WHAT TO WORK ON: Rescale the part of the data that opens with the line containing "Where can the forested" and closes with the line containing "<point>651,449</point>" by reproducing only those lines, requests included, with every answer point coordinate multiplied by 0.9 and rounded to a whole number, halves up. Leave the sample coordinates inside the requests unchanged.

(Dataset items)
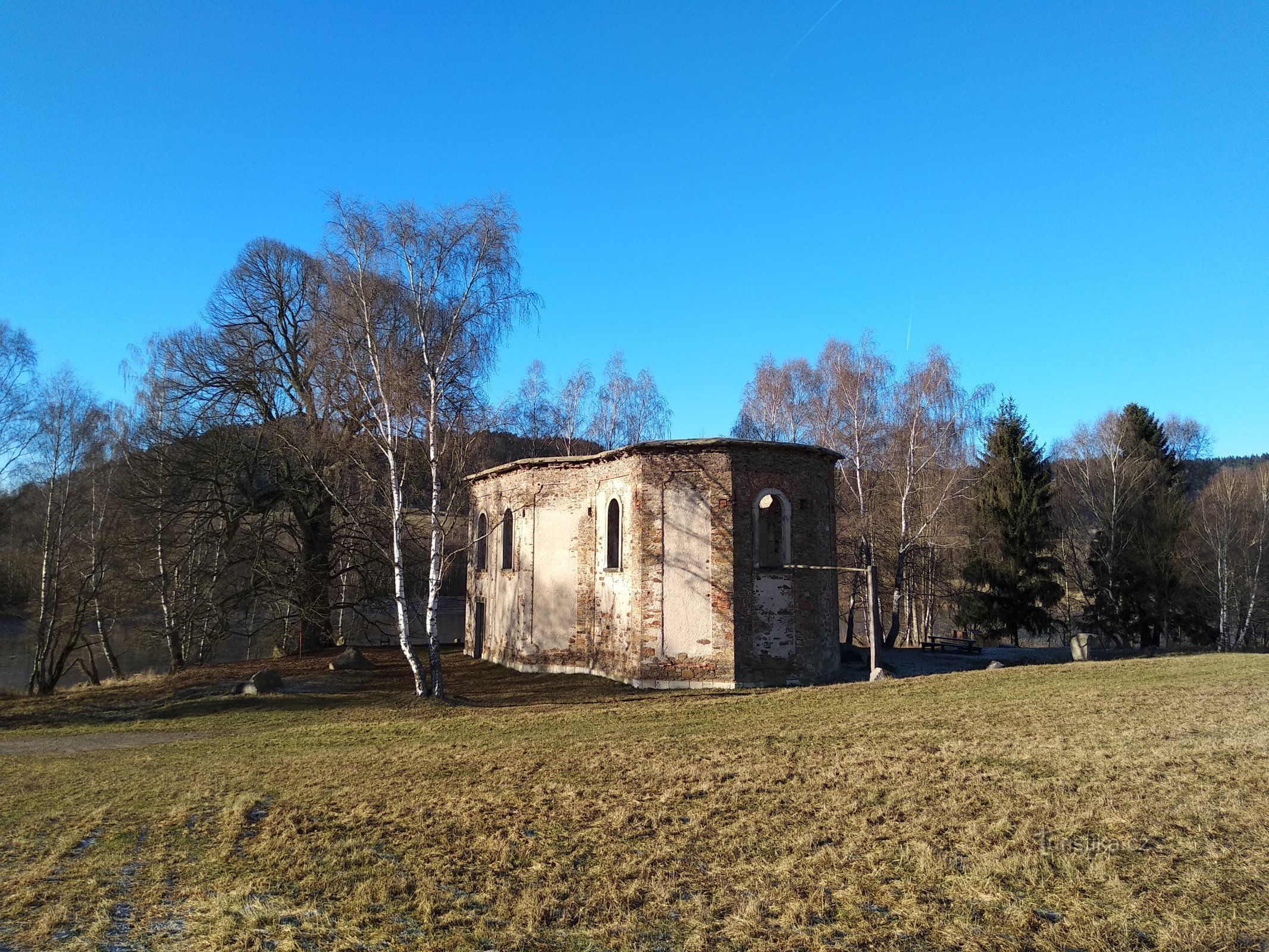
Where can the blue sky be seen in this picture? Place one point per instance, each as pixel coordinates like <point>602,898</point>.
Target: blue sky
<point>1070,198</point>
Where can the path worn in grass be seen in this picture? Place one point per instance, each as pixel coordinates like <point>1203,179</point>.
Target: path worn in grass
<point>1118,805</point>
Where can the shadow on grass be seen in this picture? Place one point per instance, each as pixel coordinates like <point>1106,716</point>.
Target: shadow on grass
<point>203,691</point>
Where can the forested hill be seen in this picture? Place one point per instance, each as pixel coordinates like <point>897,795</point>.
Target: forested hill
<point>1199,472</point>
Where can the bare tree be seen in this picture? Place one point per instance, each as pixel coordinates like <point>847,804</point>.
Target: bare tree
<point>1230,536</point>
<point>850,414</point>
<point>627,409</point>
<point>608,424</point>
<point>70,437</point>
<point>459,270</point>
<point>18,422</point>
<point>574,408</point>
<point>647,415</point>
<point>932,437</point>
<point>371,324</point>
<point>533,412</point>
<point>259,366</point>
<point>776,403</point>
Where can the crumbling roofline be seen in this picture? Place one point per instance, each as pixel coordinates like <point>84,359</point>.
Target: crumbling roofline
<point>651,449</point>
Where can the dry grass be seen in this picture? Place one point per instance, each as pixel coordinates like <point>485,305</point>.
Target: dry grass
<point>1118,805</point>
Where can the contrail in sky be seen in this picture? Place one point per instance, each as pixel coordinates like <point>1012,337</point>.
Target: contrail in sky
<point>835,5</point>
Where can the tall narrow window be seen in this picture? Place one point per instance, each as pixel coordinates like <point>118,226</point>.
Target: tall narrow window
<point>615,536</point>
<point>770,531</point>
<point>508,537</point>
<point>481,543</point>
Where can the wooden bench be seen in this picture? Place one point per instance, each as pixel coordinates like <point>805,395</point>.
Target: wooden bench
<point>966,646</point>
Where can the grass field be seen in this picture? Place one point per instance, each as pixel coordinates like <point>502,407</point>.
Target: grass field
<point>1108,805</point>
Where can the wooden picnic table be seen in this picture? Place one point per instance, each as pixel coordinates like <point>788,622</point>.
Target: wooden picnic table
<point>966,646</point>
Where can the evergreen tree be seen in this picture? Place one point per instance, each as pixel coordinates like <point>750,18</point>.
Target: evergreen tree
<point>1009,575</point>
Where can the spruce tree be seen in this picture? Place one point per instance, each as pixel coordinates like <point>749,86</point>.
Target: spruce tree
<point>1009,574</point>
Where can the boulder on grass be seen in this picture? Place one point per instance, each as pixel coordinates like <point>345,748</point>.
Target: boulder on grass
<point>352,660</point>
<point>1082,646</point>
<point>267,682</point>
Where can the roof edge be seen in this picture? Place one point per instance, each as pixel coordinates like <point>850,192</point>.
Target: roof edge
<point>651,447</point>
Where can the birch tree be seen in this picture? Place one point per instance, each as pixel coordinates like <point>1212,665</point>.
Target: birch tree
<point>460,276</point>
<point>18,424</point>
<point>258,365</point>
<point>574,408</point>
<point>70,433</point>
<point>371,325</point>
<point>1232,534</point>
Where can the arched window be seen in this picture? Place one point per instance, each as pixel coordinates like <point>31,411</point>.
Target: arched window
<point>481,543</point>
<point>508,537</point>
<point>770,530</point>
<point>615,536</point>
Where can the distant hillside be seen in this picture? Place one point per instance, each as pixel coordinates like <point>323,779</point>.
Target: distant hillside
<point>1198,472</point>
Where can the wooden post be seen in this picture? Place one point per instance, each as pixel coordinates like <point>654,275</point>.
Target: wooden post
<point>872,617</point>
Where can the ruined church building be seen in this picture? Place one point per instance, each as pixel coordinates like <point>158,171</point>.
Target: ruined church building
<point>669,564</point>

SOLUTION:
Where can the forested hill be seen in this picture? Place one point per instance, each as pixel coordinates like <point>897,795</point>.
Target: forested hill
<point>1079,425</point>
Where can the bare tree be seen in this picture? Place one point per instance, each as pixel coordinates like <point>847,804</point>.
Target: bare tree
<point>1107,482</point>
<point>765,373</point>
<point>564,368</point>
<point>547,382</point>
<point>63,393</point>
<point>413,243</point>
<point>16,380</point>
<point>517,367</point>
<point>582,374</point>
<point>839,393</point>
<point>334,292</point>
<point>480,371</point>
<point>233,329</point>
<point>698,363</point>
Where can the crumbling roofline be seen in this picture? Place one point per instance, each as pixel coordinates like <point>84,359</point>.
Target: crumbling roofline
<point>586,404</point>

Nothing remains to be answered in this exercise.